**Material supplied**
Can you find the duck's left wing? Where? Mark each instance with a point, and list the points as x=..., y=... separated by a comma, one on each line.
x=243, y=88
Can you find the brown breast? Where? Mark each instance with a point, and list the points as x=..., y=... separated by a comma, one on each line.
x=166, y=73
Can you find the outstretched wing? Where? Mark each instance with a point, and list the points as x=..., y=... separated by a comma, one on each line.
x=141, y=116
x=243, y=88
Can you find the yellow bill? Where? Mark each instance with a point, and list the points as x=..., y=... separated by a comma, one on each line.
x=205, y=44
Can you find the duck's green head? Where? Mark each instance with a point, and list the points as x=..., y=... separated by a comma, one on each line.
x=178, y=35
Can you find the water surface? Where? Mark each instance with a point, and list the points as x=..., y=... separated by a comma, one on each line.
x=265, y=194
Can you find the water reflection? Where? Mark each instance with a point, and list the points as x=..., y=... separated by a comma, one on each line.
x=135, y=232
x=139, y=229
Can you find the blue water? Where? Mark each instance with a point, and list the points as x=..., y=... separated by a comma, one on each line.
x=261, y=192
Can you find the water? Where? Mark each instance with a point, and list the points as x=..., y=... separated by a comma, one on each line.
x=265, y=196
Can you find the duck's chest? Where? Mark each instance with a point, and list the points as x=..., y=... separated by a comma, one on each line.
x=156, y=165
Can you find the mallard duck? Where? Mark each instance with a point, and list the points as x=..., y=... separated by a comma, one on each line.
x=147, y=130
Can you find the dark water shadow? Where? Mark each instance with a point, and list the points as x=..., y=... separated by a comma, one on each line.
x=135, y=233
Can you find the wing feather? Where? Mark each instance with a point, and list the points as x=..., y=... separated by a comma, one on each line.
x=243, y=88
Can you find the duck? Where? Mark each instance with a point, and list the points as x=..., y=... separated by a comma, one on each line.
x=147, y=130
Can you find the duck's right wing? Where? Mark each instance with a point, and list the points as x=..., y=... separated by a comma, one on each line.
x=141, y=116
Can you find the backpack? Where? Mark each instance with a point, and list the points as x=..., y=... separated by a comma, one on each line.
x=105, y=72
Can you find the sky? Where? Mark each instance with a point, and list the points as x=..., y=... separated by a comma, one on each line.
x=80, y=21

**Your instructions**
Each record above is to be reproduced word for word.

**Response to this task**
Can you find the duck's left wing? Where? Mark each instance with a point, and list the points as x=..., y=... separated by a comma, one on each line.
x=243, y=88
Can you find the brown breast? Where? Mark each instance with a point, and list the points as x=..., y=... separated by a comma, one on each line.
x=166, y=73
Can you find the outstretched wing? Where? Mark each instance with a point, and list the points as x=..., y=... separated by a comma, one on each line.
x=141, y=116
x=243, y=88
Can you find the yellow bill? Where? Mark each instance with a point, and list the points as x=..., y=... separated by a comma, one on each line.
x=205, y=44
Can you find the duck's green head? Where? Mark each instance with a point, and list the points as x=..., y=... separated by a comma, one on each line.
x=178, y=35
Can you find the water surface? Where? Mark each instance with a point, and list the points as x=..., y=... separated by a comma, one on each line.
x=265, y=194
Can you find the water reflection? Where? Mark each instance with a point, and list the points as x=..., y=... separated by a comma, one on each line.
x=135, y=232
x=139, y=229
Can you find the blue water? Where? Mark each instance with a point, and list the points as x=..., y=... separated by a comma, one on each line.
x=261, y=192
Can you find the water? Where? Mark each instance with a point, and list the points as x=..., y=... separated by a comma, one on each line.
x=265, y=196
Can you find the duck's chest? Where? Mark each instance with a point, and list the points as x=..., y=... separated by a comma, one on each line.
x=156, y=165
Can you find the mallard duck? Where? Mark each instance with a point, and list the points as x=..., y=... separated by a comma, one on each line.
x=147, y=130
Can you find the dark water shadow? Where? Mark each instance with a point, and list the points as x=..., y=... separated by a comma, one on each line.
x=135, y=233
Can you find the wing feather? Where? Mark each instance with a point, and list the points as x=..., y=... separated by a comma, one on each line.
x=243, y=88
Can you find the duck? Where? Mark each instance with a point, and list the points as x=..., y=... separated by a comma, one on each line.
x=147, y=130
Can you find the duck's right wing? Where? Mark each instance with a point, and list the points as x=..., y=... separated by a comma, one on each line.
x=141, y=116
Can you find the backpack? Where? Mark each instance with a point, and list the points as x=..., y=... separated by a comma, one on each line.
x=105, y=72
Can you find the sky? Where? Mark each instance with a point, and list the points as x=..., y=... separated by a comma, one on each line.
x=80, y=21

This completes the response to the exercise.